- _Challenge A_: According to the business strategy text, what is the Strategy of Preeminence?
====== Document extract
Just by answering these questions, you have placed yourself ahead of 95 percent of the businesspeople in America, many of whom are your competitors.

Those people spend so much time working in their business, they never work on their business.

Identify what you’re doing right and what you’re doing wrong.

What you could be doing better, differently, more effectively, and more profitably.

And what you know, but don’t act upon.

Chapter 4 - Your Business Soul - The Strategy Of Preeminence

Why do some people gain levels of success so much higher than others'?

Frequently it’s due to the fact that they have a better philosophical strategy.

They approach everyone they deal with in a totally different and more effective way than anyone else does.

And while their competitors are usually unable to figure out this strategy, it is one anyone in business can successfully employ by simply changing his or her focus from “me” to “you.”

This simple adjustment in your focus is the key to what I believe is the most powerful business (and life) strategy you can employ.

I call it the Strategy of Preeminence.

Once you begin to use it you will always - not just sometimes, but always - stand out in the minds, hearts, and checkbooks of your client, your employees, your employer, or your boss as the very best there is.

The preeminent choice.

The Strategy of Preeminence is quite simply the ability to put your clients’ needs always ahead of your own.

When you master that your success will naturally follow.

If it seems backward to put your clients’ best interests ahead of your own that’s understandable.

In fact, that is the reason so many businesses are unremarkable, unmemorable, and, ultimately, unsuccessful.

It makes people enthusiastic to do business with you instead of your competitors.

And when you start to serve clients rather than sell clients, the limits on your business success will disappear.

You should use the Strategy of Preeminence as a basis for dealing with everyone.

Be a problem solver, not a problem bringer.

Whatever you do, if you focus on giving value and advice instead of manipulating and maneuvering, you win over many more prospects, clients, bosses, colleagues, and friends.

Falling In Love With Your Clients

One of the biggest mistakes, probably the biggest mistake, people make in any business is that they fall in love with the wrong thing.

They fall in love with their product, service, or company.

You should believe passionately in your product, service, or company.

But you should fall in love with your clients.

Awesome service is admirable but trite.

Falling in love with your clients means taking responsibility for their well-being.

Putting their best interests ahead of your own.

The more value you give others, the more value you generate.

Not only for your clients but for yourself.

Jay Abraham On Providing Value

The more value you give others, the more value you generate.

Not only for your clients but for yourself.

The more contributions you make to the richness of the lives of your clients, the more bonded you will be to them and they to you.

And the more successful you will become.

The focus of your concern should state to the client, in essence, “You matter. Your well-being is important to me.”

See yourself as becoming an agent of change.

A creator of value.

A value contributor.

Human Nature

Mastering the Strategy of Preeminence is really the understanding and having the utmost respect for human nature.

You need to understand that you have a higher purpose for being in business than simply making money.

Your purpose must be understanding what you can do to help solve the problems of others, help maximize the options, and finding ways to do it.

Chapter 5 - Break Even Today, Break the Bank Tomorrow

Acquiring clients at a breakeven or a slight loss and making substantial profits on back-end repurchasing is one of the most overlooked and underutilized methods of client growth and generation available to you.
============
====== Dataset entries
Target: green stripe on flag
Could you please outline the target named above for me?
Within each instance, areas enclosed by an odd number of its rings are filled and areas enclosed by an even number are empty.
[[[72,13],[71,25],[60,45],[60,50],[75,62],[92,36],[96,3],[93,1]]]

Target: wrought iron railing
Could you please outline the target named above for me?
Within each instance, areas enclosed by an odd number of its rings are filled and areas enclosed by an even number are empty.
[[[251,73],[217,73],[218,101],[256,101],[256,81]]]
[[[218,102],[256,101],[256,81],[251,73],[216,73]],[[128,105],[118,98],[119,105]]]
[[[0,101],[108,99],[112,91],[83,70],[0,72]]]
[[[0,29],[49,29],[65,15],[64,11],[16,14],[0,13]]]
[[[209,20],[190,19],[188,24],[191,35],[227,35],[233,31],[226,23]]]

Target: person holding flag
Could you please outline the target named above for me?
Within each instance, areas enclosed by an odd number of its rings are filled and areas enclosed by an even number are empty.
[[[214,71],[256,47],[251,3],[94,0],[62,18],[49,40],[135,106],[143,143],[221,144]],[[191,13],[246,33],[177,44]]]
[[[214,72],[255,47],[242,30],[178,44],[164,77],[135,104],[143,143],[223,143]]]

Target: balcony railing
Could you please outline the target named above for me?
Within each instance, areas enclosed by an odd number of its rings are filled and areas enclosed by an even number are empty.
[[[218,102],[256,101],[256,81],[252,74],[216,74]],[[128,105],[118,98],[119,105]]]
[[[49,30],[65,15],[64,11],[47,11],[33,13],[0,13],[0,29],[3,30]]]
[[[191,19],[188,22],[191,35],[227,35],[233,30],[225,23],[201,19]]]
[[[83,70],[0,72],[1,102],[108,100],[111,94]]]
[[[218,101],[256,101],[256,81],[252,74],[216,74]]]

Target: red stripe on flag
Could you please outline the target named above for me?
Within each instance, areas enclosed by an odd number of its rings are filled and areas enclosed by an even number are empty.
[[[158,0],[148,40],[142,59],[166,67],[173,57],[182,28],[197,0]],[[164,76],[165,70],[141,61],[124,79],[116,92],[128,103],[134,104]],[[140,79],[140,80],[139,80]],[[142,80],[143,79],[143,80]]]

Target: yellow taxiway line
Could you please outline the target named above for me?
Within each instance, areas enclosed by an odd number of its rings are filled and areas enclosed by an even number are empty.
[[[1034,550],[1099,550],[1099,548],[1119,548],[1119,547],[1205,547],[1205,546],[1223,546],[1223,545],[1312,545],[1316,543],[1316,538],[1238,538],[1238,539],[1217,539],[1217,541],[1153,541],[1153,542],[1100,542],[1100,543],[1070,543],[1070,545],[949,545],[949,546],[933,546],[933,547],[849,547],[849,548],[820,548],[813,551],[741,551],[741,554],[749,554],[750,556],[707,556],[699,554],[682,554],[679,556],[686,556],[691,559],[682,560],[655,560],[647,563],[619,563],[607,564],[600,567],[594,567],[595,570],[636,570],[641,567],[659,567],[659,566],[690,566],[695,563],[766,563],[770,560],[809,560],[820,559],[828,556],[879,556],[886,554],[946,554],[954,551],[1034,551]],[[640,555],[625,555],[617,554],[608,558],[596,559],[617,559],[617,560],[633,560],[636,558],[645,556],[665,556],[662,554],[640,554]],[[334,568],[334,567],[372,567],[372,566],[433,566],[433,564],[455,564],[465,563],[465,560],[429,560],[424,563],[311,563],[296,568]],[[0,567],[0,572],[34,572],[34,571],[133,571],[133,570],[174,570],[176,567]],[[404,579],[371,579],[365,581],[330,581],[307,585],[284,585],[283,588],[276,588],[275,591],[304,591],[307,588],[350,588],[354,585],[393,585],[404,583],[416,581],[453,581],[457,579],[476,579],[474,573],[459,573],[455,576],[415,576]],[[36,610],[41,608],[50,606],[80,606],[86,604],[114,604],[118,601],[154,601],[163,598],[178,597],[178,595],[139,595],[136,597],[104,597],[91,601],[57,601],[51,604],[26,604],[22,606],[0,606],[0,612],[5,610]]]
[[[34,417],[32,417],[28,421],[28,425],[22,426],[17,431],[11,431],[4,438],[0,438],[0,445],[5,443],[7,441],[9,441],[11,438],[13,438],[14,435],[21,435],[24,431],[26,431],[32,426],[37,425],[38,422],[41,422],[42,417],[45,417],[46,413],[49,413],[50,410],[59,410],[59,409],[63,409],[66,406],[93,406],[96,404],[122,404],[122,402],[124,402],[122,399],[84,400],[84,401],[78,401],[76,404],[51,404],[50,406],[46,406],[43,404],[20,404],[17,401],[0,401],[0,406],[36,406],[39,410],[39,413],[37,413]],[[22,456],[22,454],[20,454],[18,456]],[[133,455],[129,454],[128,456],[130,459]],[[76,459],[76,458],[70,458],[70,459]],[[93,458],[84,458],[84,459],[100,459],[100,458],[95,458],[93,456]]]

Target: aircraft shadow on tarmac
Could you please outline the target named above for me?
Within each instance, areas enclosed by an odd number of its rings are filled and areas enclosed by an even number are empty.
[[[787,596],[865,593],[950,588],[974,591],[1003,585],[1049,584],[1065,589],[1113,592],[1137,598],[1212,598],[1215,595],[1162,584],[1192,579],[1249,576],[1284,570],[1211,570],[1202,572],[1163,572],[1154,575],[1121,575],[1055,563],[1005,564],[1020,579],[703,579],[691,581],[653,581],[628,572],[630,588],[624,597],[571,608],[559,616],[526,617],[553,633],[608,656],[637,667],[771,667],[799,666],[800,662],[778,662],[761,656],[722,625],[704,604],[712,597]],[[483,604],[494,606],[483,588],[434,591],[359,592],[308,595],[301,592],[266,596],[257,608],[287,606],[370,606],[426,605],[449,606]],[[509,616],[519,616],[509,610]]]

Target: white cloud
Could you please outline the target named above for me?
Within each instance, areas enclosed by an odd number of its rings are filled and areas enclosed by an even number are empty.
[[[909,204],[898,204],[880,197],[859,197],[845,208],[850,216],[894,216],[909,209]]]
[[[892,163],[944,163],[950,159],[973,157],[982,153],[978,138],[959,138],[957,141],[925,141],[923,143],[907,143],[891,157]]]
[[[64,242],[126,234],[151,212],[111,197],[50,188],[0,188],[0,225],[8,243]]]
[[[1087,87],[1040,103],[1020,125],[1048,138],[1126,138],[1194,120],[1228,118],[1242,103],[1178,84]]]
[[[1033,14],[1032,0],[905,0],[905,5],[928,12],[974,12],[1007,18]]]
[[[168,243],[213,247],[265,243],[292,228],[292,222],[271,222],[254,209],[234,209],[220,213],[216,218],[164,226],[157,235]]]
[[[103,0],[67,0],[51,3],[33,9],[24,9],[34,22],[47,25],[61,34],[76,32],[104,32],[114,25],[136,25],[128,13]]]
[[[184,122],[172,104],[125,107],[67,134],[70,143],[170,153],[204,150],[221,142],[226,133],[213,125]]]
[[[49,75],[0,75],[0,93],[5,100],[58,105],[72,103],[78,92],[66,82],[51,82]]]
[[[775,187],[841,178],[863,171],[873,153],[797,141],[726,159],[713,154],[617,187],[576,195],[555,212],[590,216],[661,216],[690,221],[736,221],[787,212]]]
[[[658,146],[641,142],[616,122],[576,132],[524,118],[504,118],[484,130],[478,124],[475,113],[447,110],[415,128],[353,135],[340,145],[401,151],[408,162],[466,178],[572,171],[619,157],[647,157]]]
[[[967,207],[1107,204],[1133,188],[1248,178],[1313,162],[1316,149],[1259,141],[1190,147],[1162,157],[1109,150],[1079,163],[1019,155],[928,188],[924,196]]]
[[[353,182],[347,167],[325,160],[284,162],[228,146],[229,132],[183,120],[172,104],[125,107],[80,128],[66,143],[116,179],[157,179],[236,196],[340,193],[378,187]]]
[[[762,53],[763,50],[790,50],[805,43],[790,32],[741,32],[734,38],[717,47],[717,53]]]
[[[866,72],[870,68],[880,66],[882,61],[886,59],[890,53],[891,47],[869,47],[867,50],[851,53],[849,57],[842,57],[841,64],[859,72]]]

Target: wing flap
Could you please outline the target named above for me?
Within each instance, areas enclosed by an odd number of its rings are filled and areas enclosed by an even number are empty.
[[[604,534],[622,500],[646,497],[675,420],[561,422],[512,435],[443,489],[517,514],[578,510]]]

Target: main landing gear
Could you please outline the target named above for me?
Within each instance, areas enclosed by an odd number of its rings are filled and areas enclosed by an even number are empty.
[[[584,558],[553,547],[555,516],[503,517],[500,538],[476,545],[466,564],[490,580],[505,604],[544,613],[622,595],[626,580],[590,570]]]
============
- _Challenge B_: Begin at the first line of the records and stop after the line that contains "[[[218,101],[256,101],[256,81],[252,74],[216,74]]]", including both ends. Rewrite each of these lines, requests included, with every coordinate in the answers multiplied by 1.05 and rounded to a whole number, halves rounded up.

- _Final answer A_: It is the ability to put your clients' needs always ahead of your own.

- _Final answer B_:
Target: green stripe on flag
Could you please outline the target named above for me?
Within each instance, areas enclosed by an odd number of its rings are filled and areas enclosed by an even number are empty.
[[[76,14],[75,26],[63,47],[63,53],[79,65],[97,38],[101,3],[98,1]]]

Target: wrought iron railing
Could you please outline the target named above for me?
Within each instance, areas enclosed by an odd number of its rings are filled and areas enclosed by an even number are empty.
[[[264,77],[228,77],[229,106],[269,106],[269,85]]]
[[[229,107],[269,106],[269,85],[264,77],[227,77]],[[134,110],[124,103],[125,110]]]
[[[0,106],[113,104],[118,96],[87,74],[0,76]]]
[[[0,30],[51,30],[68,16],[67,12],[17,15],[0,14]]]
[[[219,21],[200,20],[197,25],[201,37],[238,37],[245,33],[237,24]]]

Target: person holding flag
Could you please outline the target named above for me?
Within each instance, areas enclosed by an odd number of its rings are filled and areas enclosed by an even number are empty.
[[[225,75],[269,49],[264,3],[99,0],[65,19],[51,42],[142,111],[150,150],[232,151]],[[201,14],[258,35],[186,46]]]
[[[225,76],[268,49],[254,32],[187,46],[172,81],[142,109],[150,150],[234,150]]]

Target: balcony railing
Could you please outline the target named above for me?
Within each instance, areas enclosed by an odd number of its rings are filled and areas enclosed by an even number are empty.
[[[229,107],[269,106],[269,85],[265,78],[227,78]],[[134,110],[124,103],[125,110]]]
[[[51,32],[68,16],[67,12],[49,12],[35,14],[0,14],[0,30],[3,32]]]
[[[201,20],[197,23],[201,37],[238,37],[245,32],[236,24],[211,20]]]
[[[87,74],[0,76],[1,107],[113,105],[117,99]]]
[[[229,106],[269,106],[269,85],[265,78],[227,78]]]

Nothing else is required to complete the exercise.